[TASK REQUIREMENTS] Set the data down again, exactly as it reads, but without the pictures.

[TASK MATERIAL]
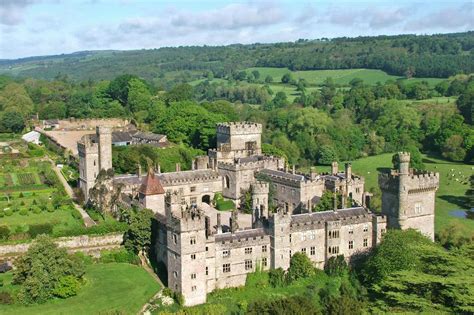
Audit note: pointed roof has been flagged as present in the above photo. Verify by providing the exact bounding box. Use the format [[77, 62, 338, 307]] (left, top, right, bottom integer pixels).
[[139, 168, 165, 195]]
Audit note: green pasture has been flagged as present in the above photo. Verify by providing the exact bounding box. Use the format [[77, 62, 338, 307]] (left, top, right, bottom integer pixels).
[[246, 67, 445, 86], [312, 153, 473, 232], [0, 263, 161, 315]]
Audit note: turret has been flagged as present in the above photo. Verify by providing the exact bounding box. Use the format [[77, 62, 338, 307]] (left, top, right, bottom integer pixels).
[[251, 181, 270, 227], [97, 126, 112, 171]]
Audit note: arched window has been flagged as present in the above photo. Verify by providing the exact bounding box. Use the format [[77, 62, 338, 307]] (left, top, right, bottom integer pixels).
[[224, 175, 230, 189]]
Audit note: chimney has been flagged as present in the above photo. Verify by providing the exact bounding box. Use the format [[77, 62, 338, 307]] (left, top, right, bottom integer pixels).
[[175, 163, 180, 172], [285, 163, 289, 173], [333, 191, 338, 211], [345, 163, 352, 181], [157, 164, 161, 174], [292, 165, 296, 174], [310, 167, 317, 180], [217, 213, 222, 233], [137, 164, 142, 179], [331, 161, 338, 175]]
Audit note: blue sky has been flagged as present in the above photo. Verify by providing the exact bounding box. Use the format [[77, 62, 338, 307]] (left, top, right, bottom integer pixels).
[[0, 0, 472, 59]]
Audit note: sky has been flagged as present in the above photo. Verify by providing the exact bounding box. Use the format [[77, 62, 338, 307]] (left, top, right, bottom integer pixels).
[[0, 0, 472, 59]]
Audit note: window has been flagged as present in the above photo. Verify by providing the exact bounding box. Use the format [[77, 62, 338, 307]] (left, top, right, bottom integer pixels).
[[93, 160, 96, 166], [223, 263, 231, 273], [190, 237, 196, 245], [301, 234, 306, 241], [173, 271, 178, 278], [205, 267, 208, 276], [191, 286, 197, 292], [348, 226, 354, 235], [222, 249, 230, 258], [309, 232, 315, 240], [289, 250, 292, 257], [349, 241, 354, 249], [190, 197, 197, 204], [191, 254, 196, 260], [415, 203, 422, 214], [173, 234, 177, 244], [310, 246, 315, 255], [245, 259, 253, 270], [190, 186, 196, 192], [245, 247, 252, 254], [356, 187, 360, 193], [191, 273, 196, 279], [301, 248, 306, 254], [329, 230, 339, 239], [363, 224, 369, 232], [328, 246, 339, 254], [289, 234, 292, 243], [363, 238, 368, 247], [262, 245, 267, 253], [262, 257, 268, 267]]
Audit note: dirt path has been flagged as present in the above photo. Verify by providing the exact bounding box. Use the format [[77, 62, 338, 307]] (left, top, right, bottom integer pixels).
[[46, 158, 96, 227]]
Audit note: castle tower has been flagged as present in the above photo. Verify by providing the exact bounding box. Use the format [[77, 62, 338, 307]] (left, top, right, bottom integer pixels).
[[77, 127, 113, 201], [165, 193, 208, 306], [97, 126, 112, 171], [212, 122, 262, 162], [138, 168, 165, 215], [378, 152, 439, 240], [269, 210, 292, 270], [251, 181, 269, 227]]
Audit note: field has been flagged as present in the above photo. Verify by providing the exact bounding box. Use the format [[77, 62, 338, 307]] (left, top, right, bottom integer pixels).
[[246, 67, 445, 86], [0, 263, 161, 315], [312, 153, 473, 232]]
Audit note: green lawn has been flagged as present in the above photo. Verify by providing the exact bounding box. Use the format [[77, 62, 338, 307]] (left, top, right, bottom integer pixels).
[[246, 67, 445, 86], [0, 263, 160, 315], [312, 153, 473, 232]]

[SOLUTION TO THIS PROBLEM]
Audit note: pointed roof has been flagged as present in the above photo. Verify by providing the exact bounding box. Use the format [[77, 62, 338, 307]] (left, top, right, bottom integer pixels).
[[139, 168, 165, 195]]
Audit note: green pasture has been flagged as present in the above photo. Verify by providing the exact bounding box. Use the format [[77, 62, 338, 307]] (left, top, right, bottom integer pixels).
[[246, 67, 445, 86], [312, 153, 473, 232], [0, 263, 161, 315]]
Audit note: turret has been flagged as present in the above photo. Verify by providing the exact bounding box. Use the format [[77, 62, 338, 307]] (left, top, right, bottom integer pixels).
[[251, 181, 270, 227], [97, 126, 112, 171]]
Audit note: arched window has been flagged as present in the above photo. Verify by providing the exact bounding box. Use the format [[77, 62, 338, 307]] (left, top, right, bottom integer pixels).
[[224, 175, 230, 189]]
Audit note: chimney has been flagged as present in the above photo. Verify by providing the exact bounding box. Use the format [[77, 62, 338, 307]] (left, top, right, bottom integer pixels).
[[175, 163, 180, 172], [285, 163, 289, 173], [333, 191, 338, 211], [345, 163, 352, 181], [157, 164, 161, 174], [292, 165, 296, 174], [310, 167, 317, 180], [217, 213, 222, 233], [137, 164, 142, 179], [331, 161, 338, 175]]
Audit note: blue sky has been flagged as present in the above photo. Verify by providing the exact bounding box. Use the format [[77, 62, 338, 307]] (left, top, right, bottom integer pixels).
[[0, 0, 472, 59]]
Audit note: sky has been flagged as present in the above photo. Verify by providing the exact bounding box. Use the format [[77, 62, 338, 307]] (left, top, right, bottom integer pixels).
[[0, 0, 472, 59]]
Audit note: window has been flagged as present in the above photo. Verify by providing the exact bounding box. Use the format [[77, 62, 338, 307]] (left, top, right, bottom integer pixels).
[[93, 160, 96, 166], [223, 263, 231, 273], [190, 237, 196, 245], [301, 234, 306, 241], [173, 271, 178, 278], [205, 267, 208, 276], [191, 286, 197, 292], [348, 226, 354, 235], [222, 249, 230, 258], [309, 232, 315, 240], [289, 250, 292, 257], [349, 241, 354, 249], [190, 197, 197, 204], [191, 254, 196, 260], [415, 203, 422, 214], [173, 234, 177, 244], [310, 246, 315, 255], [245, 259, 253, 270], [190, 186, 196, 192], [245, 247, 252, 254], [356, 187, 360, 193], [191, 273, 196, 279], [301, 248, 306, 254], [329, 230, 339, 239], [363, 224, 369, 232], [328, 246, 339, 254], [289, 234, 292, 243], [363, 238, 368, 247], [262, 245, 267, 253], [262, 257, 268, 267]]
Audit note: dirt path has been flagged as present in the above photo. Verify by providing the exact bounding box. Use the format [[77, 62, 338, 307]] (left, top, right, bottom integer pixels).
[[46, 158, 96, 227]]
Audit note: castle tower has been flagged as present in the above photo. Verify by providing the exact bounding box. Use the format [[77, 62, 338, 307]] (left, top, right, bottom integer pixels).
[[77, 127, 113, 201], [165, 193, 208, 306], [97, 126, 112, 171], [212, 122, 262, 162], [138, 168, 165, 215], [378, 152, 439, 240], [269, 210, 292, 270], [251, 181, 269, 227]]
Audit note: field has been flagged as present in the above photo. Verify by providing the exact bounding box. Use the format [[77, 62, 338, 307]] (left, top, right, bottom integer pixels).
[[246, 67, 445, 86], [0, 263, 161, 315], [312, 153, 473, 232]]
Audit note: green lawn has been flagged as present in the above photo. Verify by providing the exact bounding box. Use the format [[77, 62, 338, 307]] (left, top, right, bottom integer pixels).
[[246, 67, 445, 86], [0, 263, 160, 315], [312, 153, 473, 232]]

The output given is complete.